** begin Provided data **
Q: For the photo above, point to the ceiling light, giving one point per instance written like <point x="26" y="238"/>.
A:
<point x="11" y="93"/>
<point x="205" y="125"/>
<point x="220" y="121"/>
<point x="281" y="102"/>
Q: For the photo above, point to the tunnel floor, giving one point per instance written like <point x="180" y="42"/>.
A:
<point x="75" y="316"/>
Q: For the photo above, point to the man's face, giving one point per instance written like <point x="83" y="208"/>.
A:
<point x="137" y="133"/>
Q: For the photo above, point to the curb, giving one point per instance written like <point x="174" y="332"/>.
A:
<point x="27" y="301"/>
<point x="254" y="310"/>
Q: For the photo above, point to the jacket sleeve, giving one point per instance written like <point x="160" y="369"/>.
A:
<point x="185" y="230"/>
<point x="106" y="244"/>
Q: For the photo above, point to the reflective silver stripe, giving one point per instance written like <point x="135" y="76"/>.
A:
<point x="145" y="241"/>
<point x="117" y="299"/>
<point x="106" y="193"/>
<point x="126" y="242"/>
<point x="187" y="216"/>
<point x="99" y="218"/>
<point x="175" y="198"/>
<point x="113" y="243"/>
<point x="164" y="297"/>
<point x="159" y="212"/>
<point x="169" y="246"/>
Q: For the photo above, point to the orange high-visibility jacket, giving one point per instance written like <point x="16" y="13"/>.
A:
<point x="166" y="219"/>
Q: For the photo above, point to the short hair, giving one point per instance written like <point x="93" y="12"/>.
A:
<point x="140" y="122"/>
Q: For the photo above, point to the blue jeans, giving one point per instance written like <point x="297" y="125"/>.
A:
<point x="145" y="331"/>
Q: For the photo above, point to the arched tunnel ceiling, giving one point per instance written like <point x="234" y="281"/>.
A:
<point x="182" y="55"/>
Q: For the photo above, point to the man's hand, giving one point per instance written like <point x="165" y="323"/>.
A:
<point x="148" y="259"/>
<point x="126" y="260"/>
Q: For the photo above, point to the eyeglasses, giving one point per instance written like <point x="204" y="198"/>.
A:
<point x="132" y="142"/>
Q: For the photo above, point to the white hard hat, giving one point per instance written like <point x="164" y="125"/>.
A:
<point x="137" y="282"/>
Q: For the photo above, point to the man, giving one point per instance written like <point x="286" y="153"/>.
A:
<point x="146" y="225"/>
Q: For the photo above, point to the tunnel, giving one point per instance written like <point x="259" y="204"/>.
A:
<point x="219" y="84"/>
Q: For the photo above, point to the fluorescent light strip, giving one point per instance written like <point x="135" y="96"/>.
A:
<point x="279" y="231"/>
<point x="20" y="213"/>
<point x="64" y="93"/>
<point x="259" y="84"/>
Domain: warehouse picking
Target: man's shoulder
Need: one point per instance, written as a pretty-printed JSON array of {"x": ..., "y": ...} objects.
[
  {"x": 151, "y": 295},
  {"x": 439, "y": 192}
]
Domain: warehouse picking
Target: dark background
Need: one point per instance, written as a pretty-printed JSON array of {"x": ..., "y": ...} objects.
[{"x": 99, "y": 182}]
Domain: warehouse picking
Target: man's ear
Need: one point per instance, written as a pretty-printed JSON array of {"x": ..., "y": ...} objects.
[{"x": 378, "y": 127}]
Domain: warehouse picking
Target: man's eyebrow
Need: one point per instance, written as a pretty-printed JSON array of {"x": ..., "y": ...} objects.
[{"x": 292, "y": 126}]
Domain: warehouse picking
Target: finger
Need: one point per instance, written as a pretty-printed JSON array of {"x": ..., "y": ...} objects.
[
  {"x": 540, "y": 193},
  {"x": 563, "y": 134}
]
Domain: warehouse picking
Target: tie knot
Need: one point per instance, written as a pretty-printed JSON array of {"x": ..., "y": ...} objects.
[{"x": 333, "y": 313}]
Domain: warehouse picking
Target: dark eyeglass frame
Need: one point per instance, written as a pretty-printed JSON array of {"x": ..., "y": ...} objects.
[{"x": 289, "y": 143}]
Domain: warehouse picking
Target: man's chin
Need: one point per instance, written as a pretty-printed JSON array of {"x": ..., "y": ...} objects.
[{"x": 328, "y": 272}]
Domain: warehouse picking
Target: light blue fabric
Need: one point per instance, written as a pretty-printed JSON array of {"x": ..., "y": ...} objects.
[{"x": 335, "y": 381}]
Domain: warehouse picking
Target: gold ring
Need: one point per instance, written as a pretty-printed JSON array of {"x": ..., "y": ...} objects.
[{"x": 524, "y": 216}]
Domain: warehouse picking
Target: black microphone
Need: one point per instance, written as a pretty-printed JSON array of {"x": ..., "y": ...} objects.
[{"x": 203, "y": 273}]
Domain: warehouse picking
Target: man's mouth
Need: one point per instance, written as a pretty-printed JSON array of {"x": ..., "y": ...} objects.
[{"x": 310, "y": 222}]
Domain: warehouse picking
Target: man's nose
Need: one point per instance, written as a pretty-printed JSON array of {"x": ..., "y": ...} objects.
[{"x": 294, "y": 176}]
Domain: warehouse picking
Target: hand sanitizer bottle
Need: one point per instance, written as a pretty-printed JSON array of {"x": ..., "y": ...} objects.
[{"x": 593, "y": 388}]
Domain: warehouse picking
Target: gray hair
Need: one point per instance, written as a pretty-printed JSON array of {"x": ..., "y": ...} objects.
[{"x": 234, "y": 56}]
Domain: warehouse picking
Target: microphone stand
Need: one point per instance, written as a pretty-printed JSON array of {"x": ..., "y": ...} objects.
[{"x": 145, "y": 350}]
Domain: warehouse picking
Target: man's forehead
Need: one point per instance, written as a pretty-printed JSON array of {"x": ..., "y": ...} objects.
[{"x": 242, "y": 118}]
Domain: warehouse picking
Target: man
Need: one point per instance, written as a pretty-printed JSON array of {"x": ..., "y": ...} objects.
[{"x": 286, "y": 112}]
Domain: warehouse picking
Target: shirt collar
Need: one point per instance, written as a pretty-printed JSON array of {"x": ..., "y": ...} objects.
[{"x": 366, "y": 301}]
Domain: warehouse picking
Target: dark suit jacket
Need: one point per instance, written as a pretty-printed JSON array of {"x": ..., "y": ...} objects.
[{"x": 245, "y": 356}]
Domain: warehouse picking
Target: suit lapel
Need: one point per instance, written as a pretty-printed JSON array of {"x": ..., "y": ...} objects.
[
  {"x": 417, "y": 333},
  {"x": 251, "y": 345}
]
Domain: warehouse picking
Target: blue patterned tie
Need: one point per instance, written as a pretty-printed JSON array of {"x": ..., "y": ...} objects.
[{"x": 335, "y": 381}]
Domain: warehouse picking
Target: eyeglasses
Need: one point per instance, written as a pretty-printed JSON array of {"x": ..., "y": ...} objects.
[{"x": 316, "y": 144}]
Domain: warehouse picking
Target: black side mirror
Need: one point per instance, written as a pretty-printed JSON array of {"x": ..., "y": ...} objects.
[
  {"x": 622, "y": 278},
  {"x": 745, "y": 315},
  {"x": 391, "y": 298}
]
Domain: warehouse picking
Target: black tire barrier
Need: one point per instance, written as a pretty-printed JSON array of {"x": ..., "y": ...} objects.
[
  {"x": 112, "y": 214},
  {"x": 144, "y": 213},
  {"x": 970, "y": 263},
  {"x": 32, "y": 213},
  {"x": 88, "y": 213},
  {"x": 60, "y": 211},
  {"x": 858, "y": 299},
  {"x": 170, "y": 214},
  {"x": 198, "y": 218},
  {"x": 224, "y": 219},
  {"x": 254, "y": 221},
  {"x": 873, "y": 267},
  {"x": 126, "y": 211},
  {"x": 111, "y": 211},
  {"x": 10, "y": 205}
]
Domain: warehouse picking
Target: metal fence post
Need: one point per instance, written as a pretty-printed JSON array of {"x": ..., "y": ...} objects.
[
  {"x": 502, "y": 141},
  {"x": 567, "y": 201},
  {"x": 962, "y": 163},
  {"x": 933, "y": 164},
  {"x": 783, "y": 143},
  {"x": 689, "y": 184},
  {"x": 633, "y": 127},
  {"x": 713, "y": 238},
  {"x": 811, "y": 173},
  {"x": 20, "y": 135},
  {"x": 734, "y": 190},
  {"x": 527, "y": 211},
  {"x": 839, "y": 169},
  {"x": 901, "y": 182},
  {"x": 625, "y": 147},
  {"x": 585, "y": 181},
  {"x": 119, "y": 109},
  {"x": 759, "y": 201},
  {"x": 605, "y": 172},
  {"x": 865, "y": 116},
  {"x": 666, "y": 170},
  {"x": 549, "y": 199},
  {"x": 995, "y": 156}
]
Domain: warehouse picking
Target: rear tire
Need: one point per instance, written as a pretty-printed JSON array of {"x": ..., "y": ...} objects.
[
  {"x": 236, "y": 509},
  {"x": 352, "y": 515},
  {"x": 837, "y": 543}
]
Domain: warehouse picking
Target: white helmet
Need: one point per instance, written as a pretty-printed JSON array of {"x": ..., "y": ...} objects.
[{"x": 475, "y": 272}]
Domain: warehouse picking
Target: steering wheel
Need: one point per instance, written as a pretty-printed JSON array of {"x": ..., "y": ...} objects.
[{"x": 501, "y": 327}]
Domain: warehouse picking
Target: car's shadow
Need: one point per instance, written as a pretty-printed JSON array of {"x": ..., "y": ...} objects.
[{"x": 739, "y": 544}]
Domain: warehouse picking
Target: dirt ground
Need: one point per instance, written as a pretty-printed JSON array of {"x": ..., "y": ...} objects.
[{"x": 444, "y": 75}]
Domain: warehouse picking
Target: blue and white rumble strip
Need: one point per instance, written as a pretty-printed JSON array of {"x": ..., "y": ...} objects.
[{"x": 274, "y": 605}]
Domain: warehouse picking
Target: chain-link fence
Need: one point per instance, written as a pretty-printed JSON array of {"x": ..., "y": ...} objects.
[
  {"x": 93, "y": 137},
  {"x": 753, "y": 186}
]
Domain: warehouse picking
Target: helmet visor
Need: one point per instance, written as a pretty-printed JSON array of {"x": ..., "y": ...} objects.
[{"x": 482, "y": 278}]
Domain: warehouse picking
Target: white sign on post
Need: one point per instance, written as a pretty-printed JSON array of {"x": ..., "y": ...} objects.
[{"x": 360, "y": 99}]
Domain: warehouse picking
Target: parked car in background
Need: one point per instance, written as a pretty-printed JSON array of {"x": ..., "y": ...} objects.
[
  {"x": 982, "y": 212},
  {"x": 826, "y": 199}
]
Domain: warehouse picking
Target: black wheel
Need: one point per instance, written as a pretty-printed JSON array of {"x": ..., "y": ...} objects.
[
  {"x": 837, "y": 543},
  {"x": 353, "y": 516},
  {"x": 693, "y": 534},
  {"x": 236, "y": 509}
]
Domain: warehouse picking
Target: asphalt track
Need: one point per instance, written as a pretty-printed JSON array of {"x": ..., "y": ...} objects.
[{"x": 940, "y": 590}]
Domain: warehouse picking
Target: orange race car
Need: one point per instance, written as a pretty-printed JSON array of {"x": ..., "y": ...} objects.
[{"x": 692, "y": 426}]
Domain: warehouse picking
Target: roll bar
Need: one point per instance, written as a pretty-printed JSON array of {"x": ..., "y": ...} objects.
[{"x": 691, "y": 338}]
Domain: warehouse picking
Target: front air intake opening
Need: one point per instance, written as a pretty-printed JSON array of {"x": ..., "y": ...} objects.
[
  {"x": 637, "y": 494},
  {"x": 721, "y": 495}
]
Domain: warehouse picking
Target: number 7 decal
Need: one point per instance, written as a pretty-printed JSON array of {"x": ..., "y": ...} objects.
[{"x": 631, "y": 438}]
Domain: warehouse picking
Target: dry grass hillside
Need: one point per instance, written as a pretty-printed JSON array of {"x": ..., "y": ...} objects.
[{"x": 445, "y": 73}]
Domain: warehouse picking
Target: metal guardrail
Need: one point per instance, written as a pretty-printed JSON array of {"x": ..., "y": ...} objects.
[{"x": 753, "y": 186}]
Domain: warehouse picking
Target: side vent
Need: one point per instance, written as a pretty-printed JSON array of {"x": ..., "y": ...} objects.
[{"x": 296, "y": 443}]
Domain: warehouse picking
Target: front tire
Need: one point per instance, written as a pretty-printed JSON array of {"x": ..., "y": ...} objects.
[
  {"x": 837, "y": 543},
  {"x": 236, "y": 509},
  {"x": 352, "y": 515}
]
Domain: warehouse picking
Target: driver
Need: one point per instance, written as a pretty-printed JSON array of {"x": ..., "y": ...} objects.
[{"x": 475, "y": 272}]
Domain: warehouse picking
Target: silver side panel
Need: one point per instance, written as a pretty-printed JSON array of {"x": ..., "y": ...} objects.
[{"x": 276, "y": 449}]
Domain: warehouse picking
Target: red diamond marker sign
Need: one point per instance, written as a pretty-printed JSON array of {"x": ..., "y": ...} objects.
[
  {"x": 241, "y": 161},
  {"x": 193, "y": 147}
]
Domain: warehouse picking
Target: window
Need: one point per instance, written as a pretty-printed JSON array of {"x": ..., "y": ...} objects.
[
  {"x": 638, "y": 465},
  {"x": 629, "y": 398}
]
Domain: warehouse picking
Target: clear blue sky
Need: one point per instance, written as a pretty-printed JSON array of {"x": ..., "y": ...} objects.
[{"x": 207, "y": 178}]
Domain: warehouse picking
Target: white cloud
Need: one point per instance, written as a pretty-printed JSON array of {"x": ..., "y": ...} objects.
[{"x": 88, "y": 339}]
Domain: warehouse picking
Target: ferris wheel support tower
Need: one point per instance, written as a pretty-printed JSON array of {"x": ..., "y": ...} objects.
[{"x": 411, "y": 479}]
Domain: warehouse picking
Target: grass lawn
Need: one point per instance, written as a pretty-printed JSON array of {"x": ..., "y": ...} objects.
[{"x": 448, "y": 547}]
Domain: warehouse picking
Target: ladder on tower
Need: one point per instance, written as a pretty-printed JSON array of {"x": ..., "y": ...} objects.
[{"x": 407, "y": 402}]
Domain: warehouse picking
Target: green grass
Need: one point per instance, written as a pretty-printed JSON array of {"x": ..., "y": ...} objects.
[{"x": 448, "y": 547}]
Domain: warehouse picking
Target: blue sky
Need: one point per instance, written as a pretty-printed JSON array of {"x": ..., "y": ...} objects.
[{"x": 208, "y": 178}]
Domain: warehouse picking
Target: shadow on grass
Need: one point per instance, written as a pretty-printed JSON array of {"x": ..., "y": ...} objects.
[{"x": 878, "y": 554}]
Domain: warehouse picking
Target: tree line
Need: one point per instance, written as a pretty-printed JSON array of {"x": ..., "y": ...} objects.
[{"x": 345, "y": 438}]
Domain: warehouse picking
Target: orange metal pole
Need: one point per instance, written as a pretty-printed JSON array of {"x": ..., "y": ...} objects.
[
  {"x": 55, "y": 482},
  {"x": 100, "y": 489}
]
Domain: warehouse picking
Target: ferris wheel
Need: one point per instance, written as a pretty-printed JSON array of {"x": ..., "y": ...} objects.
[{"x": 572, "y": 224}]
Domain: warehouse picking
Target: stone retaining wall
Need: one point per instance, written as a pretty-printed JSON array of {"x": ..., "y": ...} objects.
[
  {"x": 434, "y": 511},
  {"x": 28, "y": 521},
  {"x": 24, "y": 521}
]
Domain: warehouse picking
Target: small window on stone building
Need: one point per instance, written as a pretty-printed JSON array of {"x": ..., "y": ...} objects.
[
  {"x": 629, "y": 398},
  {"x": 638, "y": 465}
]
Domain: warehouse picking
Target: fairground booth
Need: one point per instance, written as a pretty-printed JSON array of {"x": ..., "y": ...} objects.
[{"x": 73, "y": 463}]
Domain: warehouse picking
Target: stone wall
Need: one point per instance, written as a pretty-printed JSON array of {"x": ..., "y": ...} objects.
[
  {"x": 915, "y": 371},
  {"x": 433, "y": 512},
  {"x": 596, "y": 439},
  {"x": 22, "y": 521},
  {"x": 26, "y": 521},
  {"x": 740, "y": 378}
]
** end Provided data **
● **What to work on**:
Extract every line of the records above that contains the string "wheel", matching case exactly.

● **Solution for this task**:
Target: steering wheel
Target: black wheel
Target: ferris wheel support tower
Target: ferris wheel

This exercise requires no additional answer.